How do the patches go from person to person?
All development is done through email. Developers send patches through
email to other developers by sending them to different mailing lists.
There is one main mailing list for all kernel development,
linux-kernel. This list gets about 200-300 emails a day, and
almost all aspects of the kernel are discussed on it. Because of the
high volume on it, almost all different subsections of the kernel have
formed their own mailing lists, in order to get work done and focus on a
specific area. Some examples of specific mailing lists are:
All of these mailing lists are archived by a wide range of different
archive sites, allowing people to go back in time and see what happened,
and search for specific things. Some examples of archive sites are
http://marc.theaimsgroup.com/
and
http://www.gmane.org.
So a patch is posted on a mailing list. Other developers then critique
the patch, and offer suggestions, again, copying the mailing list for
everyone to see. Eventually some kind of consensus is reached, and the
patch is accepted by the maintainer to submit on up the chain. All of
this is done in public, for everyone to see, and archived, in public,
again, for everyone to see.

........

Short exercise:
Answer these questions using the kernel patch text above.
(a) About how many emails a day does the linux-kernel list receive?
(b) Which two archive sites does the text give as examples?
(c) Once consensus is reached, who accepts the patch?

........

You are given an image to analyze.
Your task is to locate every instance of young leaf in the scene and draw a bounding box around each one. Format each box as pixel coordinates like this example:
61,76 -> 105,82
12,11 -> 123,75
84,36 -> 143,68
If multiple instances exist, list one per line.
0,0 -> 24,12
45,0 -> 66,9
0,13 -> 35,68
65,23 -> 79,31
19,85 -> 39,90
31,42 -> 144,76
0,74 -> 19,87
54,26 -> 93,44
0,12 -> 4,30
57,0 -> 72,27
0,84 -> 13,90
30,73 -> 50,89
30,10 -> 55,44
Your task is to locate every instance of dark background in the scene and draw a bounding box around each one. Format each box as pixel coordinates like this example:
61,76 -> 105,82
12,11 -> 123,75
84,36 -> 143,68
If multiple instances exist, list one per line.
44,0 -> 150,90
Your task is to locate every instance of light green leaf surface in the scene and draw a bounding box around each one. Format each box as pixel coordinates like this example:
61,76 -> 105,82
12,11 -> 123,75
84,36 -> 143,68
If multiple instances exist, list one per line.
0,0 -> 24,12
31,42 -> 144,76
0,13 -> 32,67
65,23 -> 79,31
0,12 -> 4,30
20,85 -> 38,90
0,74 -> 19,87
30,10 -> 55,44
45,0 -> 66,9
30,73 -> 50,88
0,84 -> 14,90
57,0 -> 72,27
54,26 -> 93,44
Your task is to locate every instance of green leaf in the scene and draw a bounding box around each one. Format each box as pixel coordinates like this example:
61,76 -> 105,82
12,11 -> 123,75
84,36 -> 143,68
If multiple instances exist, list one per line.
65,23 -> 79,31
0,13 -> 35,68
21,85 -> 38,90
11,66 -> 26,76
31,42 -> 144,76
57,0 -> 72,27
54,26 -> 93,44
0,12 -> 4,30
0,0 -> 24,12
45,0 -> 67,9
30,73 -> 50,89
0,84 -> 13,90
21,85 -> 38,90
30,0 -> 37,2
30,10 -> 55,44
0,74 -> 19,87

........

Answer to this exercise:
(a) About 200-300 emails a day.
(b) http://marc.theaimsgroup.com/ and http://www.gmane.org.
(c) The maintainer accepts it to submit on up the chain.